▶ **Your objective**: Edit the stretch from the line containing "Please point out the black" through the last line, changing "innermost" to "central" and keeping everything else the same.

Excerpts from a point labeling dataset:
◆ ◆ ◆ ◆

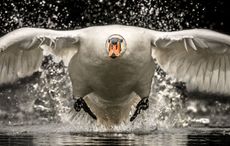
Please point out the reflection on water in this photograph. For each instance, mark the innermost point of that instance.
(172, 137)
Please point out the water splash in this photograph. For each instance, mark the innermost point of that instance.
(47, 94)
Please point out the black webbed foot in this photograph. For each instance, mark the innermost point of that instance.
(80, 103)
(142, 105)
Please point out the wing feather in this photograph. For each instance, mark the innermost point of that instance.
(197, 56)
(22, 50)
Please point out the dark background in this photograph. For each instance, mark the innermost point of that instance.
(165, 15)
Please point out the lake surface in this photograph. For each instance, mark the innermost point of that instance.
(165, 137)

◆ ◆ ◆ ◆

▶ **Written response**:
Please point out the black webbed foot in this photograph. For each instance, mark the central point of that instance.
(80, 103)
(142, 105)
Please point out the wing feather in this photograph. For each instance, mark the central point of that instance.
(197, 56)
(22, 50)
Please point out the dark background in this photograph. For each instance, mark the central point of that instance.
(165, 15)
Please point out the lake surface in this photograph. For each instance, mark the central point of that instance.
(165, 137)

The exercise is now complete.